(Input)

Content starts

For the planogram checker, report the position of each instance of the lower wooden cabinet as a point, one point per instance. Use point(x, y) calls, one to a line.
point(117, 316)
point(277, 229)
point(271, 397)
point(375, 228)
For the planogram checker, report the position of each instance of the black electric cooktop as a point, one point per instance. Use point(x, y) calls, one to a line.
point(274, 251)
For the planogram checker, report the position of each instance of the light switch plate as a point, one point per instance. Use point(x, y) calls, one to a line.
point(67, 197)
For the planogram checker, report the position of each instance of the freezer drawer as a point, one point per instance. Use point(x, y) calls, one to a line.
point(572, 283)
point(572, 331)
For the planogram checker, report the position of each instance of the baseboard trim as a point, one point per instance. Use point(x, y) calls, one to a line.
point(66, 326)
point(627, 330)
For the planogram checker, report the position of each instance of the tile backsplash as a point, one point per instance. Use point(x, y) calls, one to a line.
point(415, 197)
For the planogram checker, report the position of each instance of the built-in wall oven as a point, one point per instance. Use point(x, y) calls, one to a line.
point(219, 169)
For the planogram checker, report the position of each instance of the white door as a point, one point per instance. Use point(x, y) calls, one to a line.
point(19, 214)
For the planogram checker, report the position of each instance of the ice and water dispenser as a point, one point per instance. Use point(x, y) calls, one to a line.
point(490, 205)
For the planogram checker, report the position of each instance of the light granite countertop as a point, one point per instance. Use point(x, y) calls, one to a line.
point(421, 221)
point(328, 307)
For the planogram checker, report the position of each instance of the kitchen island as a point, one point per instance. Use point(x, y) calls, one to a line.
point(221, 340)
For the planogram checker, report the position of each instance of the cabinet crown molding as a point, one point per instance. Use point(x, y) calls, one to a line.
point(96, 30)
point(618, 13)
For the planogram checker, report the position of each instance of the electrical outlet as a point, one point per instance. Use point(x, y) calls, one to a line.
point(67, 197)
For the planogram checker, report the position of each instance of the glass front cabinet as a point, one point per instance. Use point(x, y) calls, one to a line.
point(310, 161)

Content ends

(What to work on)
Could you copy each line above word for word?

(Output)
For the planogram checker, report the position of each instance of the lower wooden cabinet as a point, one point per instance. Use point(x, y) calls, one to a line.
point(117, 316)
point(277, 229)
point(271, 397)
point(375, 228)
For the planogram checker, report the position of each instance of the black electric cooktop as a point, one point per instance. Use point(x, y) calls, one to a line.
point(274, 251)
For the planogram checker, report the position of each instance of the light switch plate as a point, one point per instance. Use point(x, y) calls, one to a line.
point(67, 197)
For the planogram checker, report the position of each instance of the freezer drawer as a point, one point per instance. Use point(x, y) calls, one to a line.
point(572, 283)
point(572, 331)
For the planogram checker, report the position of each instance of the baseboard trim as a point, one point per instance. Use point(x, y) calls, one to a line.
point(66, 326)
point(627, 330)
For the planogram checker, report the position of each instance of the tile backsplash as a point, one point per instance. Use point(x, y) calls, one to a line.
point(415, 197)
For the planogram checker, report the position of each instance of the built-in wall oven as a point, one point per instance. Use point(x, y) calls, one to a line.
point(219, 169)
For the planogram checker, report the position of each instance of the white door as a point, one point per instance. Use point(x, y) calls, one to a line.
point(19, 214)
For the planogram checker, report the position of each instance of the ice and water dispenser as a point, one point per instance. Use point(x, y) calls, one to a line.
point(490, 205)
For the planogram checker, report the position of each instance of the light granite countertop as a point, one point per instance. Use point(x, y) calls, one to a line.
point(421, 221)
point(328, 307)
For the planogram checker, report the position of each instance of the kitchen island as a point, one point per instance. Use point(x, y) calls, one to a line.
point(221, 340)
For the planogram checker, report the position of each instance of the cabinet crown molding as a point, one point per instance. Use point(x, y) calls, one to a line.
point(96, 30)
point(618, 13)
For the planogram checker, report the position of each instance of the electrical outlet as a point, one point per instance. Use point(x, y) calls, one to a line.
point(67, 197)
For the planogram checker, report the position of each instance of the glass front cabinet as a point, one point per instance. Use point(x, y) calls, one to a line.
point(310, 161)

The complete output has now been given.